Start of Records shown

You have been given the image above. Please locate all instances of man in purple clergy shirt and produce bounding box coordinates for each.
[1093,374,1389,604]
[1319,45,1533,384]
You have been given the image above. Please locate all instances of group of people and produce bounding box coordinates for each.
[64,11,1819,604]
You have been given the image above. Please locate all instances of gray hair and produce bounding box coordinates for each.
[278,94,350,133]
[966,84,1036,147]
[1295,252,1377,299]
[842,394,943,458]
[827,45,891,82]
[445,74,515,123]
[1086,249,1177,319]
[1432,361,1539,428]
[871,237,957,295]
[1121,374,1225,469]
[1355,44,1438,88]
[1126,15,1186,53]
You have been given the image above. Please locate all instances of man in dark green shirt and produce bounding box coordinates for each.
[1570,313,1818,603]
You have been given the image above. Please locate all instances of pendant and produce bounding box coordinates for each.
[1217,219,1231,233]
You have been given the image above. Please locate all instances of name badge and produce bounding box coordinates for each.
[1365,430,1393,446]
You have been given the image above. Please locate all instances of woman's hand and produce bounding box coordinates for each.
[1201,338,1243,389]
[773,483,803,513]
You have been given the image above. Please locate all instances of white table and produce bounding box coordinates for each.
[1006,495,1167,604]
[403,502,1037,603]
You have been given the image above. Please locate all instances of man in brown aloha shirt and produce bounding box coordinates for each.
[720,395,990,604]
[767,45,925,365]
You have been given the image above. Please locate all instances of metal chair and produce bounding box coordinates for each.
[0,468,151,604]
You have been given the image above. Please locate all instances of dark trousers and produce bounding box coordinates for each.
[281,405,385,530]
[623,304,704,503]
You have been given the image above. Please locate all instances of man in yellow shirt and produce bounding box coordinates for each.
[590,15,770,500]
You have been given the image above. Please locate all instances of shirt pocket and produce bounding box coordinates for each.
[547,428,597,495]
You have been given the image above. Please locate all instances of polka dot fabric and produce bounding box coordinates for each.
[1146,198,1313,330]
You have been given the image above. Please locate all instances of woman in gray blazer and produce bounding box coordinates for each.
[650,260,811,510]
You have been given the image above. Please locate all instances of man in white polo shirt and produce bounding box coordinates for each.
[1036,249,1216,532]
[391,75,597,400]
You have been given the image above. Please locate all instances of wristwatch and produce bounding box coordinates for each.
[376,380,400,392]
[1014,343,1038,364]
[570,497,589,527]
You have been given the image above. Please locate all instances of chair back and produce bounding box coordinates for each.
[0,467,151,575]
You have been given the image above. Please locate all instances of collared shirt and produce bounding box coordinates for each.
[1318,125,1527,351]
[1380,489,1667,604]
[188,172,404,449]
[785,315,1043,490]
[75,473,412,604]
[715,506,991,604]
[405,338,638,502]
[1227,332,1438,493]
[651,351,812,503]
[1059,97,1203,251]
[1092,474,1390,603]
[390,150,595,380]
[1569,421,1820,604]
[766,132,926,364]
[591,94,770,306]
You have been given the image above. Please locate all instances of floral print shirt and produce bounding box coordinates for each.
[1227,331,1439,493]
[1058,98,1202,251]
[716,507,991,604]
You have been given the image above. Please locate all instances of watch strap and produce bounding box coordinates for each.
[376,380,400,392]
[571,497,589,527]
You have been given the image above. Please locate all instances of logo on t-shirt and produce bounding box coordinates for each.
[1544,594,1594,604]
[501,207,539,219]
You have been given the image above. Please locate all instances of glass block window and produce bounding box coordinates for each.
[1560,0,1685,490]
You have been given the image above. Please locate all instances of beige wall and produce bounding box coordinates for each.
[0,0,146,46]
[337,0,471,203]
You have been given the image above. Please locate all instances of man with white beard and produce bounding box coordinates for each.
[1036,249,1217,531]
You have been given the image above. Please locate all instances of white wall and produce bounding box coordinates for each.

End of Records shown

- What to produce
Reproduce every entry above without a single alteration.

- Response to this task
You have been given the image above. Please locate all instances of man in purple clergy shirt and produce bounding box coordinates for each.
[1093,374,1389,604]
[1319,45,1533,384]
You have been given the image above. Please locate all instances of group of people and produce bounding box coordinates for each.
[64,11,1819,604]
You have been given the image above. Please locate all instances of gray hair and produce bounding box coordinates for each.
[278,94,350,133]
[966,84,1036,147]
[1295,252,1377,299]
[842,394,943,458]
[827,45,891,82]
[445,74,515,123]
[1086,249,1177,319]
[1432,361,1539,428]
[871,237,957,295]
[1121,374,1225,469]
[1355,44,1438,88]
[1126,15,1186,53]
You have been given the image above. Please locate all instances of man in dark green shirt and produce bounding box coordinates for each.
[1570,313,1818,603]
You have been given the image above. Please locate all instances of pendant and produce bounding box coordinates for each.
[1217,219,1231,233]
You have been given the image above. Please locate all instances of name badge and produce bounding box coordinates for each.
[1365,430,1393,446]
You have been given the image above. Please locate all instances of woman's hand and produce bounding box coordinates for each.
[1201,338,1243,389]
[773,483,803,513]
You have been given the image above. Please locate all instances of white table and produce bounding box coordinates for each.
[1006,495,1167,604]
[403,502,1037,603]
You have been given the image above. Please locate all instances of man in brown aloha shirt and produce bounding box coordinates for each.
[720,395,990,604]
[767,45,925,365]
You have been given the image above. Please locate all instances of metal chair and produce bounding box coordinates for each.
[0,468,151,604]
You have been given the image above. Please locate all instances of dark trousers and produce bounding box coordinates for each.
[281,405,385,530]
[623,304,704,503]
You have been given the image above. Please locate all instances of man in yellow shirt and produce bounding box coordinates for each.
[590,15,770,500]
You have been given the image above. Please locate all instances of shirt pocket and produce bounding box coordinates for each.
[547,428,597,495]
You have been given the image above. Please locate all instances of polka dot fabric and produce bounding box coordinates for each.
[1146,198,1313,330]
You have been given the image above. Please locate all instances of woman in gray blazer and produce bounding box coordinates for each.
[650,260,811,510]
You have been given the image above. Please locate all instances of man in white polo shirt and produce bounding box coordinates for each.
[1036,249,1216,532]
[391,75,597,400]
You have been given the image above. Please locate all instances of wristwatch and produce bounding box coordinates for each.
[376,380,400,392]
[1014,343,1038,364]
[570,497,589,527]
You have been given the image above. Please locate all instances of chair back and produce bounding box coordinates for each.
[0,467,151,575]
You have been given the image above. Please locate all instances of collared shirt and produce bounding box coordinates for each.
[1318,125,1527,351]
[1380,489,1667,604]
[188,172,404,449]
[785,315,1043,490]
[75,473,412,604]
[715,506,991,604]
[405,338,638,502]
[1227,332,1438,493]
[651,351,812,503]
[1059,97,1203,251]
[1092,474,1390,603]
[390,150,595,380]
[1569,421,1820,604]
[766,132,926,364]
[591,94,770,306]
You have been given the image above. Please locate all instances of floral print shirt and produce bounding box coordinates for each.
[1227,331,1439,493]
[1058,98,1202,251]
[716,507,991,604]
You have been given the image above. Please locate all instances of watch strap and produce bounding box coordinates for each.
[376,380,400,392]
[571,497,589,527]
You have been given the image above. Please locate all instances of logo on t-shirt and produce bounding box coordinates for each.
[1544,594,1594,604]
[501,207,539,219]
You have been given the image above. Please locate all instances of glass block window and produce bounding box coordinates for each.
[1560,0,1685,490]
You have been given the image above. Please locate all instances of beige wall and produce bounding box coordinates for each.
[0,0,146,46]
[337,0,471,203]
You have been given the image above. Please locate all instances of man with white beard and produce bounding box coordinates for each.
[1036,249,1217,531]
You have been given the image above. Please locate all instances of white wall and produce bounding box coordinates for each.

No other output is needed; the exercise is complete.